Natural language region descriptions
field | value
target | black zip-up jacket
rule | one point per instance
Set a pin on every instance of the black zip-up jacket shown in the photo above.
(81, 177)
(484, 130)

## TASK ITEM
Each record must be output exactly, with none omitted.

## RESPONSE TO THE TASK
field | value
target | black zip-up jacket
rule | one point per instance
Set a pin on every instance of the black zip-up jacket shown in the photo above.
(81, 177)
(484, 130)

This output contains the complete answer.